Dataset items
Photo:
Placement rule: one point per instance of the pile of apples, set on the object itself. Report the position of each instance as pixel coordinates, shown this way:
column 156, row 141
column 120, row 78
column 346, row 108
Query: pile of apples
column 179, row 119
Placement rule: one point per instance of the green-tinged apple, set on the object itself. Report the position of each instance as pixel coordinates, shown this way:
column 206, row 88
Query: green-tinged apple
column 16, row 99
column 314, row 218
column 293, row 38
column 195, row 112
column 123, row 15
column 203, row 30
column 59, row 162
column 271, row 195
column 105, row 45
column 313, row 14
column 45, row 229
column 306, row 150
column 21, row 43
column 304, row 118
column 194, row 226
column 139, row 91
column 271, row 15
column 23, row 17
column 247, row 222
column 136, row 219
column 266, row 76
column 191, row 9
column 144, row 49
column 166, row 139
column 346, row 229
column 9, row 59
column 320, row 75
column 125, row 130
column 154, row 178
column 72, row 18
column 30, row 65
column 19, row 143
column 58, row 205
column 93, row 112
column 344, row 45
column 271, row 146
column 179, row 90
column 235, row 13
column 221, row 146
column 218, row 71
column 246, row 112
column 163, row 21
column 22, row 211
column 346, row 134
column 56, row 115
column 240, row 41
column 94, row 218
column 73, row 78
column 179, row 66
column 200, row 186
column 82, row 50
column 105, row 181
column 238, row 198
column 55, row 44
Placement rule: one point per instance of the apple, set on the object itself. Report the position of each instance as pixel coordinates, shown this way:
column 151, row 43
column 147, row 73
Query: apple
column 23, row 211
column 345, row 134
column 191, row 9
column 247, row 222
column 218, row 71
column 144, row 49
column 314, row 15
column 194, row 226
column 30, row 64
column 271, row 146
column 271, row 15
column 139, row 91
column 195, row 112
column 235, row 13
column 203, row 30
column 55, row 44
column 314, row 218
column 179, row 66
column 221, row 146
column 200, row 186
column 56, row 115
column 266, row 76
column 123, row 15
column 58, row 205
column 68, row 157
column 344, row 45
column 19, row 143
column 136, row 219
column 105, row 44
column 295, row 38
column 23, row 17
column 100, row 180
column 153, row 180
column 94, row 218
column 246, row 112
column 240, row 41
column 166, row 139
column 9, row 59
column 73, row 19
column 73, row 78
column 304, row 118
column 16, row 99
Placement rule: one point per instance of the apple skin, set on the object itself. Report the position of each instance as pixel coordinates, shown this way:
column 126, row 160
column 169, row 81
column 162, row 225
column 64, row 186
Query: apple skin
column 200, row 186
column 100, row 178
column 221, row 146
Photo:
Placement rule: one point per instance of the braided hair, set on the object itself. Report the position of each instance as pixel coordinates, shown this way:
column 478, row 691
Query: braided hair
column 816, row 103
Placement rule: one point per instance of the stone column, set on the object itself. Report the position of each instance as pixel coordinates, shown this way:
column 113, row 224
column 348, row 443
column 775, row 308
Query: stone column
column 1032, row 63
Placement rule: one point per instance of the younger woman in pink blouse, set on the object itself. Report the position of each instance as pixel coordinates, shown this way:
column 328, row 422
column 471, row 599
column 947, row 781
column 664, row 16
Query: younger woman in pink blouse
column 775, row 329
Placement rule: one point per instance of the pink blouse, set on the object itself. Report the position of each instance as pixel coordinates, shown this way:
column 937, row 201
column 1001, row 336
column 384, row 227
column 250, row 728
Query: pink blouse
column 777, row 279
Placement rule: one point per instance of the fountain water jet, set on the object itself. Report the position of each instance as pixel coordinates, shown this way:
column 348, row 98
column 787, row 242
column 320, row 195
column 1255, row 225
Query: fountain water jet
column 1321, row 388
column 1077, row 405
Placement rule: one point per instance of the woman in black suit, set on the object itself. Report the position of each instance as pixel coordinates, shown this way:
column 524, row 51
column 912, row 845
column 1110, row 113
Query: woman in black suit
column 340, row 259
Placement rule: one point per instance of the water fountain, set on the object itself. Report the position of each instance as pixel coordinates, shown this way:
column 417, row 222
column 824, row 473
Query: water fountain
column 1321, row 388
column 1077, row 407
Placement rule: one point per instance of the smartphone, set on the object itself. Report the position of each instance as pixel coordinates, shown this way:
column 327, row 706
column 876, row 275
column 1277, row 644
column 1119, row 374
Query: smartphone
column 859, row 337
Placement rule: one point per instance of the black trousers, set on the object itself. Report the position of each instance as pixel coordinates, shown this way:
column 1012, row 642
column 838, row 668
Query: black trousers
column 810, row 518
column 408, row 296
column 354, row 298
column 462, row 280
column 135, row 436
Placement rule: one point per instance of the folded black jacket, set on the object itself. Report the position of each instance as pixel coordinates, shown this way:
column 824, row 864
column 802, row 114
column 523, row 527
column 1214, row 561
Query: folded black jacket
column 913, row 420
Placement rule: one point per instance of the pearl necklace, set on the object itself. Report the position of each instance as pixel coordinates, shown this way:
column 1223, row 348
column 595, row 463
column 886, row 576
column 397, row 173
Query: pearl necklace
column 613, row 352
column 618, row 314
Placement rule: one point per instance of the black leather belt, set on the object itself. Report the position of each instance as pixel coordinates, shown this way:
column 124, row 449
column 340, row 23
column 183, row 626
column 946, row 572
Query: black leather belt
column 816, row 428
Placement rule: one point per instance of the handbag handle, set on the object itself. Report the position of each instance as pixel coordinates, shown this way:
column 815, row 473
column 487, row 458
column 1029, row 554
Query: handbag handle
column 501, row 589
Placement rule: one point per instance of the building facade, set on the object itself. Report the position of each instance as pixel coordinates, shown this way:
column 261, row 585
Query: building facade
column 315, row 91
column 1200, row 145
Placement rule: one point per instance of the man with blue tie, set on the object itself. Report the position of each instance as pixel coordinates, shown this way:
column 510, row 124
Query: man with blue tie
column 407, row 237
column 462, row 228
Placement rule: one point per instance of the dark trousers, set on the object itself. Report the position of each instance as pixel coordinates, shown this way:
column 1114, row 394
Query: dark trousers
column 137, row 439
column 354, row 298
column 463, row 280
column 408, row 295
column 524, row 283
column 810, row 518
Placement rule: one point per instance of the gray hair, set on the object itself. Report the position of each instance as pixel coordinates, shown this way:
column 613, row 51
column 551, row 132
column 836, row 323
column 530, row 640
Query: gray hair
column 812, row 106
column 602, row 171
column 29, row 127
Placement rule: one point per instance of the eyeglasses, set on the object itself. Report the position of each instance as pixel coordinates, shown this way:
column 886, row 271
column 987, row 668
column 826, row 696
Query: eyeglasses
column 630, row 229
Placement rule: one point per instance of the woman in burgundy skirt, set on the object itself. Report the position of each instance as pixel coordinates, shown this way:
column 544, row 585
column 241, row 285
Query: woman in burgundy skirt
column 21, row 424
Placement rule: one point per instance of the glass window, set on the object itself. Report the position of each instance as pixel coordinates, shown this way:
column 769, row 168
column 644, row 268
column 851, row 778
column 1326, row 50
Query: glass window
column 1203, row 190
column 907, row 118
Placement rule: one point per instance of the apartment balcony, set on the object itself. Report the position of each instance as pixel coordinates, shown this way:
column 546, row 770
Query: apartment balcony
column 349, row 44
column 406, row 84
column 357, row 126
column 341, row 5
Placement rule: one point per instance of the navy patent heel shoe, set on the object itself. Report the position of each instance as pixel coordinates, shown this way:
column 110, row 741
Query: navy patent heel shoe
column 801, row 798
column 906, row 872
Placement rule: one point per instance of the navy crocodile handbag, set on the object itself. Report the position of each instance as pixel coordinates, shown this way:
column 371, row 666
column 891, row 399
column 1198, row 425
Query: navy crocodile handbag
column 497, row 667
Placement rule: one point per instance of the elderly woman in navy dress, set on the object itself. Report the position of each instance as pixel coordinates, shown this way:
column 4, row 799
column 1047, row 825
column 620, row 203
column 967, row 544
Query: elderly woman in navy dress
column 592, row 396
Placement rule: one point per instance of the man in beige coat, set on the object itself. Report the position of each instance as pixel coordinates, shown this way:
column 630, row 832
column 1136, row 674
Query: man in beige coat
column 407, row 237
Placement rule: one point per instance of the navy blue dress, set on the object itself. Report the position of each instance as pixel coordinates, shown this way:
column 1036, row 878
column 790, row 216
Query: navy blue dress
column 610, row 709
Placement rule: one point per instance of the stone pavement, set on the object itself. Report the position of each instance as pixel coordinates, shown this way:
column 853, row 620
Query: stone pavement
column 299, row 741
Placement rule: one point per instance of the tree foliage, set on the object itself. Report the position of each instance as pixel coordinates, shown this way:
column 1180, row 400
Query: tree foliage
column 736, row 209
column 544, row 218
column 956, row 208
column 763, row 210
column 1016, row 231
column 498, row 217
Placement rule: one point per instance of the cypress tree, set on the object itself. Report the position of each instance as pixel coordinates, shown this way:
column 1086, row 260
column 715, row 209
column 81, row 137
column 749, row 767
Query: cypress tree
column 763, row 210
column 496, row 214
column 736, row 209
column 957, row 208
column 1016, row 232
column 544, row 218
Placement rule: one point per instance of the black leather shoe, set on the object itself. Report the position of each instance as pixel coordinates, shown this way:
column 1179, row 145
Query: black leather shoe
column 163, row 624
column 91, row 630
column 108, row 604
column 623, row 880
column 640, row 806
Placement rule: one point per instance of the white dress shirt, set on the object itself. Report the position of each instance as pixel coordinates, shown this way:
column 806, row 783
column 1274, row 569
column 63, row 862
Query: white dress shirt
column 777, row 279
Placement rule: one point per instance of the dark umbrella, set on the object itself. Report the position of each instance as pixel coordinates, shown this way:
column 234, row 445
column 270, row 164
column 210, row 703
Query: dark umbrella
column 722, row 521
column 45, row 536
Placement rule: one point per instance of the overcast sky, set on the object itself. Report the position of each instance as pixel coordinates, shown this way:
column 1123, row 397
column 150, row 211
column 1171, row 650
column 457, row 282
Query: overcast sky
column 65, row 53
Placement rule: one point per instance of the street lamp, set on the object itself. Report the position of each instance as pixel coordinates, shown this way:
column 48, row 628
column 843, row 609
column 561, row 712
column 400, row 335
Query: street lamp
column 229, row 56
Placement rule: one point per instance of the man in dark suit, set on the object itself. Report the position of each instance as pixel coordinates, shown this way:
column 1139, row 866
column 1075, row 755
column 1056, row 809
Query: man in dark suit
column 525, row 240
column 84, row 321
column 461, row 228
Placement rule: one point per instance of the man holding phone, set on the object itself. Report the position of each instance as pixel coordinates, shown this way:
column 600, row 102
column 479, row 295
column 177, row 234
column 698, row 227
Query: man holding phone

:: PROBLEM ::
Copy out everything from the start of the records above down to and including the line containing "Query: pile of apples". Keep every line unchanged.

:: RIGHT ANSWER ::
Photo:
Placement rule: one point per instance of the pile of apples, set on the object itself. Report the position of each instance as pixel coordinates, shown this way:
column 156, row 141
column 120, row 78
column 346, row 108
Query: pile of apples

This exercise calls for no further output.